**Exercise prompt**
Set out as a numbered list the lines from the one containing "Find every instance of the yellow flower" through the end of the records, skipping any blank lines. Include only those lines.

##### Given records #####

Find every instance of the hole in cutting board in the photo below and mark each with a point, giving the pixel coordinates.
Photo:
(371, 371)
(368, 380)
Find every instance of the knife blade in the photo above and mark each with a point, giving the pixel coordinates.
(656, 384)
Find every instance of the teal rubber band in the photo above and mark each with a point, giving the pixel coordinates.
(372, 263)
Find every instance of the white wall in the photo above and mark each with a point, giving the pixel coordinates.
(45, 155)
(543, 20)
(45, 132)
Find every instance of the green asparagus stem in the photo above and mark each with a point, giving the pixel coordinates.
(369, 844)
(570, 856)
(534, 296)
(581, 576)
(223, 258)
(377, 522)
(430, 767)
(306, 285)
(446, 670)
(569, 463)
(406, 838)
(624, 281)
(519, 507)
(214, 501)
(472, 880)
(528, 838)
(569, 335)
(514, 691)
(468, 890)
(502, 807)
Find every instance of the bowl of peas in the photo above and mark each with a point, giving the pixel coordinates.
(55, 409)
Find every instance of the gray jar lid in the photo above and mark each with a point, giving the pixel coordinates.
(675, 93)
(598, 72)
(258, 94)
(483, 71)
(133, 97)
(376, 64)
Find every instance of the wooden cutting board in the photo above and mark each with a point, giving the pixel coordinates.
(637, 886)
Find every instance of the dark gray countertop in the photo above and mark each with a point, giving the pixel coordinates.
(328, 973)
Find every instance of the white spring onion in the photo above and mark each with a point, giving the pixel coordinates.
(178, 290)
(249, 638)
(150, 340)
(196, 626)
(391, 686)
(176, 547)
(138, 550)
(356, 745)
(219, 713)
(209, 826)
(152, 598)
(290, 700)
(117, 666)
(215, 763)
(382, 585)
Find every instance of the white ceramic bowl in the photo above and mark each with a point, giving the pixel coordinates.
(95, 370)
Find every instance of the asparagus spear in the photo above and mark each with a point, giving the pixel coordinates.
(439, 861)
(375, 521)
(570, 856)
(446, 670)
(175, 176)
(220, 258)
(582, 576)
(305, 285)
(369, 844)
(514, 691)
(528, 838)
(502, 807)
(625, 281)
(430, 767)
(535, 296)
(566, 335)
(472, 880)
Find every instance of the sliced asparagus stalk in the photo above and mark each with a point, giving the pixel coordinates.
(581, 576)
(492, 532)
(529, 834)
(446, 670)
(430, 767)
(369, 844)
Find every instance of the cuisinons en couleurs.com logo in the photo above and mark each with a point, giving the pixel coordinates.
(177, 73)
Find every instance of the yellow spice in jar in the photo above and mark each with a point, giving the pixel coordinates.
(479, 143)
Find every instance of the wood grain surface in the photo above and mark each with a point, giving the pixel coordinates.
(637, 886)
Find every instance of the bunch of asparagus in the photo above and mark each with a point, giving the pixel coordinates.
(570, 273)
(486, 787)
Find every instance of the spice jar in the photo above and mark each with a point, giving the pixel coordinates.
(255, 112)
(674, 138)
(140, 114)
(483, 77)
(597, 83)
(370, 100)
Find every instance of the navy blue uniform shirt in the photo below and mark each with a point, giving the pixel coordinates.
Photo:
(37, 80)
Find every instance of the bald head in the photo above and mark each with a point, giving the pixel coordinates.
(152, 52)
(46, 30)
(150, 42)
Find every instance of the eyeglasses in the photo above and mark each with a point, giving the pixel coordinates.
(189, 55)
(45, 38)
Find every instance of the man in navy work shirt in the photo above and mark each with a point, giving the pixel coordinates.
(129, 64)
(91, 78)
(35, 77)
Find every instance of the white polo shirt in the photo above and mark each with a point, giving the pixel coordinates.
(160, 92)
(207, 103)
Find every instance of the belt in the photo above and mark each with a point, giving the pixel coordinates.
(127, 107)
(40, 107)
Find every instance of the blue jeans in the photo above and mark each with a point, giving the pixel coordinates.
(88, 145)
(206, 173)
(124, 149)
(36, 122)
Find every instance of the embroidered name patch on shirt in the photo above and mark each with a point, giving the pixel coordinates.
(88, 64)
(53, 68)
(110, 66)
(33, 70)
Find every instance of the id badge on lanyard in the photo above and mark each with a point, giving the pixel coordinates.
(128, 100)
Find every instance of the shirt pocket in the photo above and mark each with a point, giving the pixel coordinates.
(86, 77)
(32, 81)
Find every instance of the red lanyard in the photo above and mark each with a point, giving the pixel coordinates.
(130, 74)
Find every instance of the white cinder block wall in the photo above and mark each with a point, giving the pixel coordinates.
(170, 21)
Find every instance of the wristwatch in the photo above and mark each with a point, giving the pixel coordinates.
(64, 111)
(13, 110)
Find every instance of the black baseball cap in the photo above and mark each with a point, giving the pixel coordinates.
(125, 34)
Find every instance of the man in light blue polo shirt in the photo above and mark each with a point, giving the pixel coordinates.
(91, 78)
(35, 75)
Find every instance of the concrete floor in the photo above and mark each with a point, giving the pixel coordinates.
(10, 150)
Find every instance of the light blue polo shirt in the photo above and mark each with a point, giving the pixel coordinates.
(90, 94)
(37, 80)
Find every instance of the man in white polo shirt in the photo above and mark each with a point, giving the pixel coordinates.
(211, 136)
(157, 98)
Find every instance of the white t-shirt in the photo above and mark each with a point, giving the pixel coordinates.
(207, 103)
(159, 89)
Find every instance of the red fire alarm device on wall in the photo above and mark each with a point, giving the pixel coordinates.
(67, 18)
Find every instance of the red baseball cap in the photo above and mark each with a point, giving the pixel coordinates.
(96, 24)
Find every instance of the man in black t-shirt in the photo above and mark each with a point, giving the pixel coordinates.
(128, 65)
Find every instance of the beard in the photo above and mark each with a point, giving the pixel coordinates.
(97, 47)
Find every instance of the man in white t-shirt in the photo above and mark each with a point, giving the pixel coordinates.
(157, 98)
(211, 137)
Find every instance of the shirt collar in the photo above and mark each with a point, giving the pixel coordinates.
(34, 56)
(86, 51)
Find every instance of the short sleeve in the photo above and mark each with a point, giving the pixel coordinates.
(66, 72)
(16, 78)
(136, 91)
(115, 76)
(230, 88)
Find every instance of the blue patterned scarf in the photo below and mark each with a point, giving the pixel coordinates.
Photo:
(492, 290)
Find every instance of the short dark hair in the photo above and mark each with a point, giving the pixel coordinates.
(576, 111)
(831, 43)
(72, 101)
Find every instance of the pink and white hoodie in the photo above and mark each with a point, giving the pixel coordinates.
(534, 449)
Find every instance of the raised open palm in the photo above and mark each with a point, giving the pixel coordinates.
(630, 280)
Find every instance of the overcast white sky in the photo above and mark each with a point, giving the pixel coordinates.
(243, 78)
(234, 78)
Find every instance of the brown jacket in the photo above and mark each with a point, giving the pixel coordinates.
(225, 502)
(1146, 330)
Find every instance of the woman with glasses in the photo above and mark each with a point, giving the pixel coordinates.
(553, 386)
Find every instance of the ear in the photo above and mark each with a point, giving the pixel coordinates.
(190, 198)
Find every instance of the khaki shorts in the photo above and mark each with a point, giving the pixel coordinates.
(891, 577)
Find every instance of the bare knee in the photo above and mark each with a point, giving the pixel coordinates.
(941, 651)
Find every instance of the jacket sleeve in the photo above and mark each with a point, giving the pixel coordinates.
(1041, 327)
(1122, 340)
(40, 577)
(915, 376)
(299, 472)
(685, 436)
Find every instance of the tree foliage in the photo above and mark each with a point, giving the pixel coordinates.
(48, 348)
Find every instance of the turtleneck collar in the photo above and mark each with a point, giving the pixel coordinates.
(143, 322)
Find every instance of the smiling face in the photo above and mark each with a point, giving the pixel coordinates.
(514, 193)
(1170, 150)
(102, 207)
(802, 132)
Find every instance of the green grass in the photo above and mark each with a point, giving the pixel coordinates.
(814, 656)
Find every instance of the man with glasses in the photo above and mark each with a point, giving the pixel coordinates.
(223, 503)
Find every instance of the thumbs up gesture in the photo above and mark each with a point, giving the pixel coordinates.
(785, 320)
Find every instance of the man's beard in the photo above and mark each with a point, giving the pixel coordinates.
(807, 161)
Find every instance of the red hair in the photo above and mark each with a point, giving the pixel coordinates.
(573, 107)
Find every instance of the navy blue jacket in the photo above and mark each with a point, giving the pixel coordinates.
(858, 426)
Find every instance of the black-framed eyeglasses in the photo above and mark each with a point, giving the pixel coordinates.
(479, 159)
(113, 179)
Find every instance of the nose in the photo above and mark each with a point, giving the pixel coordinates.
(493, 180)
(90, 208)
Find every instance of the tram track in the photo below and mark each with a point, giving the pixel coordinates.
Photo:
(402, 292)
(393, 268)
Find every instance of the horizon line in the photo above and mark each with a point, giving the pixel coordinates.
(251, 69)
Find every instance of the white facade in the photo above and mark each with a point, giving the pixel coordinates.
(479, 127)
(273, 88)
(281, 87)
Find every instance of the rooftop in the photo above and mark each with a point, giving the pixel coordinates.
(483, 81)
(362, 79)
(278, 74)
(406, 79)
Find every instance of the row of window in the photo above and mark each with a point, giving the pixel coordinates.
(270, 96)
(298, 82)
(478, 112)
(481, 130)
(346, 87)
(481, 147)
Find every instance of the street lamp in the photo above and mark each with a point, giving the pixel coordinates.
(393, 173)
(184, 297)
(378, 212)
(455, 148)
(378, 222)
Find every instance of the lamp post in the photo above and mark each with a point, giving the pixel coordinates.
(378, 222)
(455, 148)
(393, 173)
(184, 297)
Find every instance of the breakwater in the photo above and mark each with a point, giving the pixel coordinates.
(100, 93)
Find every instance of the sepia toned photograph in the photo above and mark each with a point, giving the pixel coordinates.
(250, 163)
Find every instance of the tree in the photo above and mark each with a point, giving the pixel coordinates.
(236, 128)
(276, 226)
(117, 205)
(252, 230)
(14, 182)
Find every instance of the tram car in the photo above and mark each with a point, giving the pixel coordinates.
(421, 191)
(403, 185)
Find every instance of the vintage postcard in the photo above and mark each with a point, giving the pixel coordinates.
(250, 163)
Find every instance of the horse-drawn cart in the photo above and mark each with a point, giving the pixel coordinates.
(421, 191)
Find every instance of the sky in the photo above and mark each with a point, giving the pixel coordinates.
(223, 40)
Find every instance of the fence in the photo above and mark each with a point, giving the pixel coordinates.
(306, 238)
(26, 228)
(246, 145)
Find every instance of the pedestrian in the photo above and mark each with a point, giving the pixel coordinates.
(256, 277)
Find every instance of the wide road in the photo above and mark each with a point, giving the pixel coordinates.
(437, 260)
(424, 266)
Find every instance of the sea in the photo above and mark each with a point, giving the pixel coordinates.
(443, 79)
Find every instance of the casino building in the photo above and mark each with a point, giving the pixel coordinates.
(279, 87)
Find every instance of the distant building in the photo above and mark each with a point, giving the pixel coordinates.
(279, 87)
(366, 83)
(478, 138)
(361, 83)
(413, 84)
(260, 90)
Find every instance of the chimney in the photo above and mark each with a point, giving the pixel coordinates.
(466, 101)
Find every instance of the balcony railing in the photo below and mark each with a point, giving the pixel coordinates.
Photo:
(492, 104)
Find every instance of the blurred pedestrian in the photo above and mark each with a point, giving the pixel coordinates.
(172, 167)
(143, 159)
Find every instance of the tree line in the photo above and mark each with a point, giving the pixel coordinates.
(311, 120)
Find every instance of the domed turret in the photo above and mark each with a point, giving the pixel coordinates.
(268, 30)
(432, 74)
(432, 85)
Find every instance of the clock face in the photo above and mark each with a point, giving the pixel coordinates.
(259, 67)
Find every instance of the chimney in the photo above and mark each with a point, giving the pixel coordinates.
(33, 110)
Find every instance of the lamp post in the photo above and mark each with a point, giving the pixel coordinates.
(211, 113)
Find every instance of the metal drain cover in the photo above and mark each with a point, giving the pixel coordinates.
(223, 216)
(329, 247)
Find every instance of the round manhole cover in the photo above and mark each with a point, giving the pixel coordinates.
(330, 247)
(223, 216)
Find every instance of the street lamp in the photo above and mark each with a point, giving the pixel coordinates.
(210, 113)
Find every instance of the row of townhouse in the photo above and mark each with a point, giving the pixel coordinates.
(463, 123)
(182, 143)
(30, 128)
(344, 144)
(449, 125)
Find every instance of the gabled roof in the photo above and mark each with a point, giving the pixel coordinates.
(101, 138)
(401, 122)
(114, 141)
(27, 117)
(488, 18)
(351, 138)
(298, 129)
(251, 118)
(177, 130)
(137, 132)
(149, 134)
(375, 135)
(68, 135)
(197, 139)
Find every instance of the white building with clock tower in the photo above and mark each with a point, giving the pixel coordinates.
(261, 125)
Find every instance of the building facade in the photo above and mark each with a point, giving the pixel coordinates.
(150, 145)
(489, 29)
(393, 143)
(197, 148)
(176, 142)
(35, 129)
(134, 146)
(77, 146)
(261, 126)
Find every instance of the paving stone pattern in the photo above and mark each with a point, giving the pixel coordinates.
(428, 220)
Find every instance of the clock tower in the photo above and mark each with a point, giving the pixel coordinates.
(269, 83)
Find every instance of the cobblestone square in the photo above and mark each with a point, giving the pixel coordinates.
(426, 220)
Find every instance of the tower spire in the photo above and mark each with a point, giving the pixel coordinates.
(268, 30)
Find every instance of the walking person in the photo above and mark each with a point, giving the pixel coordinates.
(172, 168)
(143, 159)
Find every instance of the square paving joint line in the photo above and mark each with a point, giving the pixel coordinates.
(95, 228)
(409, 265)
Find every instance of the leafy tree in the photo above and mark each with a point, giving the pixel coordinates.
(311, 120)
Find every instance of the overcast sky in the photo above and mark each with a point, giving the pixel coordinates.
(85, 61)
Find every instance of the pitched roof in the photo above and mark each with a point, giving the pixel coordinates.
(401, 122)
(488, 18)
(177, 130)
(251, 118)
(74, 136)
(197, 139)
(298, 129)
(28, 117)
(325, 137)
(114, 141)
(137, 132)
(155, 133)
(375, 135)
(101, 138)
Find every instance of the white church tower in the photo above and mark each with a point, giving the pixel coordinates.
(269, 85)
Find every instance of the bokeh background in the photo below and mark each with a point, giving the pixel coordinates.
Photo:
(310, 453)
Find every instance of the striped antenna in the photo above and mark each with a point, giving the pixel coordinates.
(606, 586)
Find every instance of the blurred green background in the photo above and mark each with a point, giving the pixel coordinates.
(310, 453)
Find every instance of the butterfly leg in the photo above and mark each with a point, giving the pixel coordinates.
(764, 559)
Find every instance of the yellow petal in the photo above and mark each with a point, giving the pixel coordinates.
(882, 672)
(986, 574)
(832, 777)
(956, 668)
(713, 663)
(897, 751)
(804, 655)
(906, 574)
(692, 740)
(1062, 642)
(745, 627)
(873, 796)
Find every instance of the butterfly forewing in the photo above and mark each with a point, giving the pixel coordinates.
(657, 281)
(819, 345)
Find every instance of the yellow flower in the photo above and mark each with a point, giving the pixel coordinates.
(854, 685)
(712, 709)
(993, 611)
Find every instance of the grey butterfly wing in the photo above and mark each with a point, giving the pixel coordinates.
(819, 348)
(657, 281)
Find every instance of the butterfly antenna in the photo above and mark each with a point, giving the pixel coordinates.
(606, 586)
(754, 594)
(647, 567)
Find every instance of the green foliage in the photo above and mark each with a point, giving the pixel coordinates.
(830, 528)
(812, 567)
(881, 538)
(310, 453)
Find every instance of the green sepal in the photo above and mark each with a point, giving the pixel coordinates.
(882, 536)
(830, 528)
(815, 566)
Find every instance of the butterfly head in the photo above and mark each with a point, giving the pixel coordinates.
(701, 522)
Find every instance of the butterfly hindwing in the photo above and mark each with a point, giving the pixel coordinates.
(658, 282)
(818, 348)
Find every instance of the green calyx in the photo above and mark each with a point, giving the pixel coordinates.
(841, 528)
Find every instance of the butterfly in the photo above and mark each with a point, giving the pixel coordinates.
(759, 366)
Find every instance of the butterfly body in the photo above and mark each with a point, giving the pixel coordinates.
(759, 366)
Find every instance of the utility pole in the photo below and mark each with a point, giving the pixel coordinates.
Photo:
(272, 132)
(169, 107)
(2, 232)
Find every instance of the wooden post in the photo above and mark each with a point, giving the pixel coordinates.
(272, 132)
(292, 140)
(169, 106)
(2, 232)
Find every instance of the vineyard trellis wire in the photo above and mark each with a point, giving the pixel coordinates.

#####

**Completed exercise**
1. Find every instance of the yellow flower in the photo above and mark each with a point, giving the pixel coordinates.
2. (854, 685)
3. (712, 709)
4. (993, 611)
5. Find every instance of the grey butterfly wing in the photo above and mark each with a point, giving the pixel coordinates.
6. (819, 348)
7. (657, 281)
8. Find every instance of the butterfly antenna in the photo above and mark each with a point, giving the pixel coordinates.
9. (606, 586)
10. (754, 594)
11. (647, 567)
12. Find every instance of the green foliage in the photo above and mark each with a point, giving the pixel coordinates.
13. (830, 528)
14. (812, 567)
15. (881, 538)
16. (310, 453)
17. Find every instance of the green sepal in the photo above and mark each with a point, giving the pixel coordinates.
18. (882, 536)
19. (830, 528)
20. (815, 566)
21. Find every instance of the butterfly head in the photo above and mark each with a point, giving the pixel coordinates.
22. (701, 522)
23. Find every instance of the butterfly hindwing in the photo above and mark each with a point, giving the pixel coordinates.
24. (658, 282)
25. (818, 348)
26. Find every instance of the green calyx in the photo above and mark each with a point, giving the pixel coordinates.
27. (841, 528)
28. Find every instance of the butterfly in the photo above and mark each with a point, giving the pixel coordinates.
29. (759, 366)
30. Find every instance of the butterfly body in the photo above and mark each with a point, giving the pixel coordinates.
31. (759, 366)
32. Find every instance of the utility pole in the photo below and mark each with a point, giving the pixel coordinates.
33. Photo:
34. (272, 132)
35. (169, 107)
36. (2, 232)
37. Find every instance of the wooden post in the photo above and mark each with a point, giving the pixel coordinates.
38. (272, 132)
39. (292, 140)
40. (169, 106)
41. (2, 232)
42. Find every instance of the vineyard trellis wire in the photo above and mark each with a point, giving the pixel coordinates.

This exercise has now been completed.